Task brief: Copy the entries out again in full.
--- --- ---
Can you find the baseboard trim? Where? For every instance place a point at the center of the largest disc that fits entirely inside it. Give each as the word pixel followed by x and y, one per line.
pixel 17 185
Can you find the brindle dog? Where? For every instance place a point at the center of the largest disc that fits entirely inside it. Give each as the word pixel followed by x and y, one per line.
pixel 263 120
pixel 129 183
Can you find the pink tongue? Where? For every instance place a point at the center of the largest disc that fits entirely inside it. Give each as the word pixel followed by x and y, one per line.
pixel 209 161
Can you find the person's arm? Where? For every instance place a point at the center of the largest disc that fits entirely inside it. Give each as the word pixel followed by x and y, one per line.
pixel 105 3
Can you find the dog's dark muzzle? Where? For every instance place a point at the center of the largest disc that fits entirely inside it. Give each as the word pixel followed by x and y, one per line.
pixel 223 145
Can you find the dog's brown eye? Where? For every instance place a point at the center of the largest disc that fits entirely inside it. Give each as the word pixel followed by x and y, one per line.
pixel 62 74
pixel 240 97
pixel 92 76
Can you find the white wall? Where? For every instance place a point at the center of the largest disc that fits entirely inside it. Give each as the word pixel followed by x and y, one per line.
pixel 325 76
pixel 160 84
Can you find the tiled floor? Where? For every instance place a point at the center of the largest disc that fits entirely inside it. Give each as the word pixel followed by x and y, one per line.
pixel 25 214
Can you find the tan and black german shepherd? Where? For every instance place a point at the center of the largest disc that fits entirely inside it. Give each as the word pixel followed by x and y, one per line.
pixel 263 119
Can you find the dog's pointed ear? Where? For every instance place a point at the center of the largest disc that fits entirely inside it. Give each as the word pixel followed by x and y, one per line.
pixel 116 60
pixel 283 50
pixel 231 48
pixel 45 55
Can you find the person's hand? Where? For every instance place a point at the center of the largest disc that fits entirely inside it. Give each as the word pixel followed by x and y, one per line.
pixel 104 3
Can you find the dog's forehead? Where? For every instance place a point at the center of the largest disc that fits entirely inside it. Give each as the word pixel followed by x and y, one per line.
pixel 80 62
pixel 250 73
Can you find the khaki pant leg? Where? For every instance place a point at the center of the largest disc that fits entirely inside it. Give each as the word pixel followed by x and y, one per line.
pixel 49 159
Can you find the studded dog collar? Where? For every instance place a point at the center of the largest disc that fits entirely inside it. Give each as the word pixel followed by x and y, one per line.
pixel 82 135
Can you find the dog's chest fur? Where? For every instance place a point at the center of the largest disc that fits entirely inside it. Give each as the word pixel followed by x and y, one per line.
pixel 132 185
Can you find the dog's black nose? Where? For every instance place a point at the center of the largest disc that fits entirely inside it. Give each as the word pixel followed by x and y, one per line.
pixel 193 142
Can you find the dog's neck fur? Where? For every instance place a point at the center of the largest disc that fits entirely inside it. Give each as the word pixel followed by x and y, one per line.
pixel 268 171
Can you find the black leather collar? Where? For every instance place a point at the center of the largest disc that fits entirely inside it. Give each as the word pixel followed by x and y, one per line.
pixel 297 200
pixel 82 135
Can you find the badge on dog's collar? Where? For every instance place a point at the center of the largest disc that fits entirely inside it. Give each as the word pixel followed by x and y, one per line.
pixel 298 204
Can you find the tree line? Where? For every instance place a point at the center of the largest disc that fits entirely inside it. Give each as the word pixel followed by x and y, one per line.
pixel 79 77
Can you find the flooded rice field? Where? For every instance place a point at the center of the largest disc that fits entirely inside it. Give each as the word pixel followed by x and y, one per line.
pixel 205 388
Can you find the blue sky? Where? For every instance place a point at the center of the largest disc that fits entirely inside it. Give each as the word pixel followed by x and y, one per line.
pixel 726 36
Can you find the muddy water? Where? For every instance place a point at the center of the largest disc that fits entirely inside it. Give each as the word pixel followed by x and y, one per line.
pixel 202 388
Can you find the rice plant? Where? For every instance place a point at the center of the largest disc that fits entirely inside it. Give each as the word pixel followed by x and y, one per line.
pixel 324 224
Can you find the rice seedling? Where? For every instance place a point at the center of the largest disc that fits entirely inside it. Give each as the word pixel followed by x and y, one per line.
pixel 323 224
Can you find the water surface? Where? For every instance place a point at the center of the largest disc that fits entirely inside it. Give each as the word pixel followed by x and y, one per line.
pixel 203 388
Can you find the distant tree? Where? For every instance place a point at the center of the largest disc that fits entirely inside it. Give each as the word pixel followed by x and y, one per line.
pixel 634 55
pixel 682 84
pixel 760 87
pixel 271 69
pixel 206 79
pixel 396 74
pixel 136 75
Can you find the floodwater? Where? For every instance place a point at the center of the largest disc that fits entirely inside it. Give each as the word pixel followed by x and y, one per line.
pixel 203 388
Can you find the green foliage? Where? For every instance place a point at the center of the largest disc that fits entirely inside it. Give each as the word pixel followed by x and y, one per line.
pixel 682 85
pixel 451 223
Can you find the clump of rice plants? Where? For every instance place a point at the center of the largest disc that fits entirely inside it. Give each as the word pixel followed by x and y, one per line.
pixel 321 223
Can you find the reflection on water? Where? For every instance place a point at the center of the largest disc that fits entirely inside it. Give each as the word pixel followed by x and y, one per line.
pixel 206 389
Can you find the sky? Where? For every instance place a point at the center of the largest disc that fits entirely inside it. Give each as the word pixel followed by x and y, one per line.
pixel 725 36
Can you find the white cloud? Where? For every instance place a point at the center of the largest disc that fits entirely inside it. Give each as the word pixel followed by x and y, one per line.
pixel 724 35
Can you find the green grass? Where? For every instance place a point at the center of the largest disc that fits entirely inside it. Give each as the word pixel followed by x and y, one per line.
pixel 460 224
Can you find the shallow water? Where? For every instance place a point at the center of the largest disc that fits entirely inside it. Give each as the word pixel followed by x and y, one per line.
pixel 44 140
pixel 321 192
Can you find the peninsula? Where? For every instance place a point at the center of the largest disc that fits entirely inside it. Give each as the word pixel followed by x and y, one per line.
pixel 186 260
--- --- ---
Answer to the exercise:
Can you find the baseboard trim? Where? For every instance place a point at the center of the largest disc that fits entirely inside it. Give each as the word pixel followed by x and y, one per line.
pixel 17 185
Can you find the brindle dog? Where? For every instance place a point at the center of the largest disc that fits entirely inside it. Give each as the word pixel followed by x and y, one per line.
pixel 263 120
pixel 129 183
Can you find the pink tongue? Where? For every instance place a point at the center of the largest disc that fits entirely inside it. Give each as the word pixel followed by x and y, one per line.
pixel 209 161
Can you find the person's arm? Where? For every instance place a point at the center of the largest disc that fits entirely inside it. Give each as the word pixel followed by x and y, one per line.
pixel 105 3
Can you find the dog's dark muzzle? Where? For every instance place a point at the center of the largest disc that fits entirely inside it. Give each as the word pixel followed by x and y, one per line.
pixel 223 145
Can you find the dog's brown eye? Where? For every instance place a point at the center of the largest disc that fits entirely inside it. Give each as the word pixel followed by x and y, one per line.
pixel 62 74
pixel 240 97
pixel 92 76
Can you find the white wall? Where? For every instance place a point at the center of the largest disc that fits entirely inside it. Give each as the word pixel followed by x and y, one per line.
pixel 325 76
pixel 160 84
Can you find the tiled floor? Where? For every instance place a point at the center of the largest disc that fits entirely inside it. Give each as the word pixel followed by x and y, one per line.
pixel 25 214
Can you find the tan and black german shepherd? Where? For every instance place a point at the center of the largest disc that fits entirely inside it. Give each as the word pixel followed by x and y, one per line.
pixel 263 119
Can you find the dog's pointed ear? Where? For every instance place a point at the center of the largest disc that fits entirely inside it. Give each as the word pixel followed by x and y, one per line.
pixel 116 60
pixel 283 50
pixel 231 48
pixel 45 55
Can you find the person's hand? Where? For every instance place a point at the center of the largest disc that fits entirely inside it. Give each as the word pixel followed by x and y, one per line.
pixel 104 3
Can you find the dog's forehead? Where? For every instance place a point at the center of the largest disc that fits entirely inside it. Give each as the word pixel followed by x and y, one per line.
pixel 80 62
pixel 250 73
Can you find the khaki pant leg? Where? For every instance place a point at the center of the largest disc that fits entirely inside it. Give each as the word pixel followed by x and y, one per line.
pixel 49 159
Can you find the studded dog collar? Where? For every instance place a point at the center of the largest disc that fits entirely inside it. Give each as the word pixel followed by x and y, one per line.
pixel 82 135
Can you find the dog's chest fur? Where? For every instance place a point at the center of the largest disc that fits entirely inside it. Give each as the word pixel followed by x and y, one per line.
pixel 132 185
Can you find the dog's black nose? Where? For every instance place a point at the center of the largest disc that fits entirely inside it. Give each as the word pixel followed by x and y, one per line.
pixel 193 142
Can you find the dog's neck fur? Where? For every instance place a point at the center of the largest disc that fits entirely inside it. Give each as the word pixel followed by x and y, one per line.
pixel 268 171
Can you find the black leather collar? Where? For every instance place a point at the center of the largest disc that fits entirely inside it. Give each as the word pixel followed by x and y, one per line.
pixel 297 200
pixel 82 135
Can you find the badge on dog's collar? Where? For every instance place a point at the center of the largest disc that fits entirely inside it. Give each as the word pixel followed by x and y, one per line.
pixel 298 204
Can you find the tree line? Where? For every instance place a point at the center of the largest disc that fits entirely inside it. Give each as the word pixel followed by x and y, one per line.
pixel 79 77
Can you find the flooded rice field? Where? For every instance place a point at the center of the largest disc that fits entirely inside it. Give each as the word pixel followed by x and y, one per line.
pixel 205 388
Can you find the blue sky? Where? For every instance place a point at the center of the largest disc that fits entirely inside it. Give each as the word pixel followed by x and y, one per line.
pixel 726 36
Can you find the muddy water? Where? For every instance place a point at the center of the largest disc that fits entirely inside it. Give each as the word pixel followed by x and y, one per line.
pixel 202 388
Can you find the rice plant? Where? For every instance place a point at the center of the largest disc that fits entirely inside it. Give each as the word pixel followed by x and y, one per line.
pixel 324 224
Can you find the rice seedling? Where? For every instance place a point at the center of the largest disc that fits entirely inside it. Give each as the word pixel followed by x and y, one per line.
pixel 323 224
Can you find the water surface? Where? For every instance place a point at the center of the largest disc that fits entirely inside it. Give each as the word pixel followed by x and y, one per line.
pixel 203 388
Can you find the distant tree? Where? For every instance place a point at the center of the largest disc that fits entirely inside it. Give each as the word pixel followed by x and y, one per line.
pixel 634 55
pixel 682 84
pixel 760 87
pixel 271 69
pixel 206 79
pixel 396 74
pixel 136 75
Can you find the floodwater? Where? For every instance place a point at the center of the largest disc that fits entirely inside it. Give each as the word pixel followed by x and y, one per line.
pixel 203 388
Can you find the green foliage? Where? For every instance place a point at the center of the largest disc that fits entirely inside it. Give each as the word pixel followed by x and y, one per line.
pixel 682 85
pixel 451 223
Can you find the clump of rice plants? Where? For every instance place a point at the center of the largest disc that fits entirely inside it. Give each as the word pixel followed by x and y, one per line.
pixel 321 223
Can you find the reflection on water? Where? For every instance place a point at the center of the largest disc that fits entirely inside it. Give each as the word pixel followed by x and y, one per line.
pixel 206 389
Can you find the sky? Where? For every instance place a point at the center of the largest disc that fits entirely inside it. Give each as the word pixel followed by x and y, one per line.
pixel 725 36
Can you find the white cloud? Where? For every instance place a point at the center of the largest disc that fits entirely inside it. Give each as the word pixel followed by x and y, one per line.
pixel 724 35
Can you find the green grass? Where? For every instance place a point at the center of the largest disc that fits entirely inside it. Give each as the word pixel followed by x and y, one per line.
pixel 460 224
Can you find the shallow water? Where? For every instance place a point at the center of the largest disc that fits entirely inside it. Give each as the word pixel followed by x and y, one per line.
pixel 44 140
pixel 321 192
Can you find the peninsula? Where? For every instance place a point at the center of the largest disc that fits entirely inside it. Give each as the word pixel followed by x and y, one per line.
pixel 186 260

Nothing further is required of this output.